#### Requirement 1:
From the pull request thread below, reproduce the passage starting at "num_output: int" and ending at "this more dynamic.".
#### Requirement 2:
In the records below, how many lines contain the string "evenodd"? Give only the number.

#### Selected extract:
------------------------------------------------------------------------

TransformerDecoder: optional positional encoding and final matmul by Gerstenberger · Pull Request #93 · rwth-i6/i6_models

Gerstenberger · 2026-01-29T10:23:09Z

Changes for positional encoding and the final matrix multiplication of model output and output embedding matrix to be both optional.

This allows us to use the implementation for self-normalized LM Transformer training, where positional encoding is not required and the final matmul is replaced by another matmul in the sampling loss.

My only question is: should this be a TransformerDecoderV2 instead?

NeoLegends · 2026-01-29T10:37:48Z

i6_models/assemblies/transformer/transformer_decoder_v1.py

    num_output: int
    logits_bias: bool
    share_embedding: bool
+    use_positional_encoding: bool = True


I wonder if, instead of being a flag, this should be a configurable module instead, which you simply replace with a noop if you don't want any positional encoding. This would allow using other positional encoding schemes other than sinusoidal as well.

Yes, agree, better would be to have this more dynamic.

ConformerMHSARelPosV1._sinusoidal_pe should maybe be moved to a separate function, and then you would have positional_encoding=absolute_sinusoidal_positional_encoding as default, and None is also allowed.

------------------------------------------------------------------------

#### Data excerpts:
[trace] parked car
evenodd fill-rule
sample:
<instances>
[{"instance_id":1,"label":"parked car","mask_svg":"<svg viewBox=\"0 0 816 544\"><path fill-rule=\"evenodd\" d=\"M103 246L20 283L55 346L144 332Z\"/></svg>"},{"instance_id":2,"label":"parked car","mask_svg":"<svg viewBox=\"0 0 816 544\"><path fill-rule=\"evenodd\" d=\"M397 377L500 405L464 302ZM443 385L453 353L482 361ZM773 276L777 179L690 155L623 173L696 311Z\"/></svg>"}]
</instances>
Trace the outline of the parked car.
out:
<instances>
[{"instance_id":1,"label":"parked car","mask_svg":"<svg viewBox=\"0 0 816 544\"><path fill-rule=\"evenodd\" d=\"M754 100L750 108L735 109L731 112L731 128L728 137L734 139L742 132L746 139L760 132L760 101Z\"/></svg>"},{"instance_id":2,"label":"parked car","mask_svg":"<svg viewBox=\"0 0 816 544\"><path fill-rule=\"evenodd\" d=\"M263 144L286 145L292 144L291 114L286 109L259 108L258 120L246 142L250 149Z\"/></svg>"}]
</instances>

------------------------------------------------------------------------

#### Solution 1:
num_output: int
    logits_bias: bool
    share_embedding: bool
+    use_positional_encoding: bool = True


I wonder if, instead of being a flag, this should be a configurable module instead, which you simply replace with a noop if you don't want any positional encoding. This would allow using other positional encoding schemes other than sinusoidal as well.

Yes, agree, better would be to have this more dynamic.

#### Solution 2:
3